LOSING TRACK OF TIME: Teenagers find themselves spending hours a day on social media just scrolling or messaging their friends. Students are challenged with finding a balance between helpful and hurtful social media usage habits. “I want to maintain some degree of social interaction – especially during COVID – and social media makes that fun and easy,” senior Karen Baseves said.

Ethel Yagudayeva, Staff Writer

Thousands of people open up social media every day and mindlessly scroll through hundreds of photos and videos. They habitually find themselves in a black hole of time where they forget about their goals, homework, and many other responsibilities.

“[My blackouts] happened every week,” freshman Jennifer Oh said. “When I lose my focus on homework and decide to give in to looking at my phone or computer, I usually don’t realize how much time is passing and am shocked when I see that so much time has passed.”

Some people have successfully deleted a social media app and know how to control their urges and negative habits. To avoid blacking out, about 83 percent of students avoid their devices by putting it on Airplane Mode or Do Not Disturb Mode, or keep their devices in other rooms.

Social interaction keeps students from deleting social media, even if they see side effects. 53 percent of students have thought about deleting a social media app, and 30 percent have never considered it, as shown by the Union Street Journal’s survey of 110 Creek students.

“I used social media to post my drawings, and I deleted it because I started drawing just to post. Now, I have a lot more fun drawing what and when I want,” sophomore Selen Serdar said.

Drawing, cooking, and travel are all some of the many videos and posts that students scroll through all the time. Students claim that topics like these can better their lives.

“I think using social media for a good purpose, like spreading positivity, is good, but there are many negative things on there too; so, social media can definitely affect your daily mood,” Oh said. “For example, you could see a post that makes your day, but you can see a post that makes you angry or sad or other hateful comments that can ruin your day.”

Many users don’t realize that apart from the fear of missing out, the familiar existence of the social media apps is what keeps most users attached.

◆ ACTIVITY
Decide whether each statement below agrees with the article on teenagers and social media, answering yes or no and quoting the words of the article that settle it.
1. The survey cited in the article covered 110 Creek students.
2. Selen Serdar is a senior.
3. Thirty percent of students have thought about deleting a social media app.

◆ MATERIAL SUPPLIED
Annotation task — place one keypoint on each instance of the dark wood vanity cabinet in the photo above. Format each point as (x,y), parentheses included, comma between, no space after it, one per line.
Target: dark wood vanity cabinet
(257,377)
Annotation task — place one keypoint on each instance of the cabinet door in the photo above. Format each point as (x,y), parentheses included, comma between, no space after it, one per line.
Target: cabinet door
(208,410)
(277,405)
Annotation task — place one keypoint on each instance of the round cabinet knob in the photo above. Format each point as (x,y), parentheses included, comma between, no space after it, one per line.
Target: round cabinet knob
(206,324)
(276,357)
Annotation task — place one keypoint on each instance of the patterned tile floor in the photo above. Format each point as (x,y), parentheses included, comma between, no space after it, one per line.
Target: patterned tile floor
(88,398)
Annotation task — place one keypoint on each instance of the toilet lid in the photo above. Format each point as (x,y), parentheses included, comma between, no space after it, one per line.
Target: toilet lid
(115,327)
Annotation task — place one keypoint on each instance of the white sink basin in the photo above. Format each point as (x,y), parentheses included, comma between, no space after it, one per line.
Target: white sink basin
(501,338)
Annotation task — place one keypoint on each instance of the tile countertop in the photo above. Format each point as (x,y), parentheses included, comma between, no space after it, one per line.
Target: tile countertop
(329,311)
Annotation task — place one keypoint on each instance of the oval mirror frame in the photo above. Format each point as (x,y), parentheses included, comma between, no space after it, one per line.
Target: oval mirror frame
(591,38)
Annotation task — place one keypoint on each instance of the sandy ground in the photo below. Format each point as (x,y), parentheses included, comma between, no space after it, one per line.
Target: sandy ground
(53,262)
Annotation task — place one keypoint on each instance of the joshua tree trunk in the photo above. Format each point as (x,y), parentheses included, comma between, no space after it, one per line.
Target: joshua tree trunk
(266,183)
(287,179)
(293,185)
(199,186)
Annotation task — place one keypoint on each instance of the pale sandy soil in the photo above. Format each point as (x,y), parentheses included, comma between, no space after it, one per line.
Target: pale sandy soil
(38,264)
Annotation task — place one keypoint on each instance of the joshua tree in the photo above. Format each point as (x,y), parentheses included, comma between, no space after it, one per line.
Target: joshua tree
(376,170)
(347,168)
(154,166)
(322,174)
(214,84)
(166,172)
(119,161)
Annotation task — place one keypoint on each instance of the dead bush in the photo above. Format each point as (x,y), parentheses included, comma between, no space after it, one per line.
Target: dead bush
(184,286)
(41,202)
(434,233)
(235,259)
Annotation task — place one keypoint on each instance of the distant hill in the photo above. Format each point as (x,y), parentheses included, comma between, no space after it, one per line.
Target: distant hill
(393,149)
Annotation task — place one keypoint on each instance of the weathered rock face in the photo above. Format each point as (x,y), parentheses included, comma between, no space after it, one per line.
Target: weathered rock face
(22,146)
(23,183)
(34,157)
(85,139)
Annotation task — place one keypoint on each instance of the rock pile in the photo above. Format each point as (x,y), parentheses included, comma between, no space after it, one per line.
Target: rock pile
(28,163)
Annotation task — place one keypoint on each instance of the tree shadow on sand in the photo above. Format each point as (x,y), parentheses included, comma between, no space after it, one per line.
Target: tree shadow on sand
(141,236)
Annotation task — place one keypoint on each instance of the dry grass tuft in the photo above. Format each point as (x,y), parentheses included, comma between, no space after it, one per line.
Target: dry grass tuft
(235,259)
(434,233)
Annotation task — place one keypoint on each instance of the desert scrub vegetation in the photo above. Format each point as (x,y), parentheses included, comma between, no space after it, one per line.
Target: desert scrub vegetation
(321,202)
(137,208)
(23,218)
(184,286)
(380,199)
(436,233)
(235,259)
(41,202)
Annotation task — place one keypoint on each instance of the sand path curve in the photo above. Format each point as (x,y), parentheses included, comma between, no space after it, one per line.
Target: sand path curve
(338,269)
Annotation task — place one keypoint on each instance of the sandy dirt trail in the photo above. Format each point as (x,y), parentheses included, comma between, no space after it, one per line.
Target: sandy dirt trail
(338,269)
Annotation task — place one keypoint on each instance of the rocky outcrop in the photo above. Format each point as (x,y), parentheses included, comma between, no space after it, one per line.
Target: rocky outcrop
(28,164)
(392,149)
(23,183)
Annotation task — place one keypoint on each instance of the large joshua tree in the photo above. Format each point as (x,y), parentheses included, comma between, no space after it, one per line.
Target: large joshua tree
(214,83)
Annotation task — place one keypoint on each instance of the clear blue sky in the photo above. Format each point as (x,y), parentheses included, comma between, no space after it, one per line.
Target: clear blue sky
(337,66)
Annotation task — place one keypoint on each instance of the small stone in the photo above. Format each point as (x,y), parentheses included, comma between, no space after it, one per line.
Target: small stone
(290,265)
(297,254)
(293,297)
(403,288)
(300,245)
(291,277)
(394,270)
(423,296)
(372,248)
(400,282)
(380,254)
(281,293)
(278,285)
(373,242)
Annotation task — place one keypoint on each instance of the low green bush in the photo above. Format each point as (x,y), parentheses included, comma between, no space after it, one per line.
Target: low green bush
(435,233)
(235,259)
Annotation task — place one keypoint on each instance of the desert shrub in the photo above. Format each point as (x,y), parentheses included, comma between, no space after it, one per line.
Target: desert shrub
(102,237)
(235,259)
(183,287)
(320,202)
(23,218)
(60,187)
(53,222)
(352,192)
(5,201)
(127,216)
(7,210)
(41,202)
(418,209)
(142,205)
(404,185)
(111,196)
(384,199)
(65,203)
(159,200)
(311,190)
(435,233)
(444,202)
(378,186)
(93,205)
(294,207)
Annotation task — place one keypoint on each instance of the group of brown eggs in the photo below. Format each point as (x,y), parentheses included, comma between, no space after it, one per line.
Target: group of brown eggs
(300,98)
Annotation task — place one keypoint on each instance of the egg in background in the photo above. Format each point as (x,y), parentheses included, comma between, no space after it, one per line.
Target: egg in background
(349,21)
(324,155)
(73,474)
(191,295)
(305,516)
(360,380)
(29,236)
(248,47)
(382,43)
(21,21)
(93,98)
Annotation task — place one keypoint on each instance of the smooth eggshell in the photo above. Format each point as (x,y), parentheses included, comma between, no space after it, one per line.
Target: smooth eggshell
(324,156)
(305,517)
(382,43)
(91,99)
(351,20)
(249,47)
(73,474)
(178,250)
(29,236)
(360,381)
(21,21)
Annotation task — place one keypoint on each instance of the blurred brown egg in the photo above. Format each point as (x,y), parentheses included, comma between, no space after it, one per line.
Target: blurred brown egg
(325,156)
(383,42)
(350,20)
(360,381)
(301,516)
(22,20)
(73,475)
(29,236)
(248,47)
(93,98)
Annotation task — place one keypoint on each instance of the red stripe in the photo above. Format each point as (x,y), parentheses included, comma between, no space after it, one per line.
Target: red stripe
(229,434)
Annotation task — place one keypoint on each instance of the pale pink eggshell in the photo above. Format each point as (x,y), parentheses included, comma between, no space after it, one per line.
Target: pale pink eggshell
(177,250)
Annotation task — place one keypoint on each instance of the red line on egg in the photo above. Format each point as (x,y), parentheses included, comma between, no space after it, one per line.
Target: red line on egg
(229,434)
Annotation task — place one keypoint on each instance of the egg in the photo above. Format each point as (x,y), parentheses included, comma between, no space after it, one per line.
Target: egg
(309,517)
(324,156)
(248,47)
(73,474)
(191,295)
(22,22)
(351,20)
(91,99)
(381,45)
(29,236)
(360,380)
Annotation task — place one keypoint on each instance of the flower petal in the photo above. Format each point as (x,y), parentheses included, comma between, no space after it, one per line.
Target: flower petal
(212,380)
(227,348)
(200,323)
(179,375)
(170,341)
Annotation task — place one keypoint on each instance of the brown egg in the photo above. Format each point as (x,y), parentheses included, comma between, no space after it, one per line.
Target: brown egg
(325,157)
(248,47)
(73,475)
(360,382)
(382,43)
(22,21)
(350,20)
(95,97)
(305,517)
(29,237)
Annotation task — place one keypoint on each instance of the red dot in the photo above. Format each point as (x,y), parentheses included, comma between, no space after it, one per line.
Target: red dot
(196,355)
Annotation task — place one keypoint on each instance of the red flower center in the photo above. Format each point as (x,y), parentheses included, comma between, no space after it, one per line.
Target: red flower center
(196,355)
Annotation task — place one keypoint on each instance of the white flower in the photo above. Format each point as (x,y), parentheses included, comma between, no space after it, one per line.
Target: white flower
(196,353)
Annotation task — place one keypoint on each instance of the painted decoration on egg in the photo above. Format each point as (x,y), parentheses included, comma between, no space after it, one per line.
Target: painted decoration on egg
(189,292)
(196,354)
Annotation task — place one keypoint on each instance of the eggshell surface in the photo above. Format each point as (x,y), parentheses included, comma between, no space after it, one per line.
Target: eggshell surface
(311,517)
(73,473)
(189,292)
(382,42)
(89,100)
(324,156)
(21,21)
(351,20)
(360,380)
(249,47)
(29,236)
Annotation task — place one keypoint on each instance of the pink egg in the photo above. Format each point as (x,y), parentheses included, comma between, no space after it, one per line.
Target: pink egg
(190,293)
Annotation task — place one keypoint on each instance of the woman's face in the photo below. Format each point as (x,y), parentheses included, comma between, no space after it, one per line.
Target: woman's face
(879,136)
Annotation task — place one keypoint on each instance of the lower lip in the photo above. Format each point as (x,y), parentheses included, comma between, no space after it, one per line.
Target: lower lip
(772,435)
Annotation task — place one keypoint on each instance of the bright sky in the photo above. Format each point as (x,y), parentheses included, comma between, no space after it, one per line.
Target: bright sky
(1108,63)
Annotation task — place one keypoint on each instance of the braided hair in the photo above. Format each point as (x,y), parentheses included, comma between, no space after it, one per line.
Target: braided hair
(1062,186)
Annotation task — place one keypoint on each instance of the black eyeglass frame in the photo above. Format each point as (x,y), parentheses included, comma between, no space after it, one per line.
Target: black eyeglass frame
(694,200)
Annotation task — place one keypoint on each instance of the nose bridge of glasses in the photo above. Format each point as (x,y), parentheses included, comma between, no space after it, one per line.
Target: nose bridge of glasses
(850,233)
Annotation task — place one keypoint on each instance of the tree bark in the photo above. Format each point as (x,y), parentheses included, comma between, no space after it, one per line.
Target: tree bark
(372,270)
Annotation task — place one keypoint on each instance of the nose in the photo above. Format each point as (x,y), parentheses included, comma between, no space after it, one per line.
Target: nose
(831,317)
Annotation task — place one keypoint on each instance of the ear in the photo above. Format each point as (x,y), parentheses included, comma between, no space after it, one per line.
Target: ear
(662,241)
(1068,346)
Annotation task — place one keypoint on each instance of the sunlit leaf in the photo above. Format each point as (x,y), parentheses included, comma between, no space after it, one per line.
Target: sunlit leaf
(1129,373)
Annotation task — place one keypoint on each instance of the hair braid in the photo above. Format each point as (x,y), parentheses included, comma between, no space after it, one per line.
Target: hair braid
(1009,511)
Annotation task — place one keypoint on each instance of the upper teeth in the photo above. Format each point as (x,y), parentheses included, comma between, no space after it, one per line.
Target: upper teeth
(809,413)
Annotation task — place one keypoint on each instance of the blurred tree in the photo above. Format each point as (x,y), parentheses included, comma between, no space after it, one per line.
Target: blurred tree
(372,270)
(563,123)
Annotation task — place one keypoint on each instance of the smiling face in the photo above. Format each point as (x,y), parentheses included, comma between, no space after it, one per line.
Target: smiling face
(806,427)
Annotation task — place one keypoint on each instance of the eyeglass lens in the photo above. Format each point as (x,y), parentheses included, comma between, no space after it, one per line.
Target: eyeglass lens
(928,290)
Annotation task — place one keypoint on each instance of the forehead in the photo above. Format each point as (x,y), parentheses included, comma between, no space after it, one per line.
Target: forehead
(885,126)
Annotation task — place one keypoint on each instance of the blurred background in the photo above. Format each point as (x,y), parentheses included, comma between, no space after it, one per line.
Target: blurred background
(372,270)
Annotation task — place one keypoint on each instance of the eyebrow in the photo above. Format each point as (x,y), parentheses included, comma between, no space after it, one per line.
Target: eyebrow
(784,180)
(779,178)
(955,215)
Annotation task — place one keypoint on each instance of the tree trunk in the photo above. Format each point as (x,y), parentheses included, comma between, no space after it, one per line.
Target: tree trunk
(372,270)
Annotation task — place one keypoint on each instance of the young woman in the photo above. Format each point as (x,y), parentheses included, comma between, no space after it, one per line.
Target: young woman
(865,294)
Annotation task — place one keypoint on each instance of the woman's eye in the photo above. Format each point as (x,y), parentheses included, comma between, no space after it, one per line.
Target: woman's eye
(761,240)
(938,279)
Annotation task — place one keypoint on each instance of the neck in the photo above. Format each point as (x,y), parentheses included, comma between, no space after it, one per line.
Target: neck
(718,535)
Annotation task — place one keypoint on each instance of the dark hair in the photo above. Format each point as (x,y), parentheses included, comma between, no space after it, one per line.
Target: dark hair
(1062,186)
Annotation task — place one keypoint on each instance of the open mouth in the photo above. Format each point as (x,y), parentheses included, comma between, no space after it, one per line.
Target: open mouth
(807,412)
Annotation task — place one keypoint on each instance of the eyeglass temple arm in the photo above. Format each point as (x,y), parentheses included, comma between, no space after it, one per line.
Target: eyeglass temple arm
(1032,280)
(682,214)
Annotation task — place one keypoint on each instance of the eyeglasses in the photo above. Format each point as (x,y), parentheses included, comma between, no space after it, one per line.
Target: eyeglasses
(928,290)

◆ EXERCISE RESPONSE
1. Yes: "survey of 110 Creek students"
2. No: "sophomore Selen Serdar said"
3. No: "53 percent of students have thought about deleting a social media app, and 30 percent have never considered it"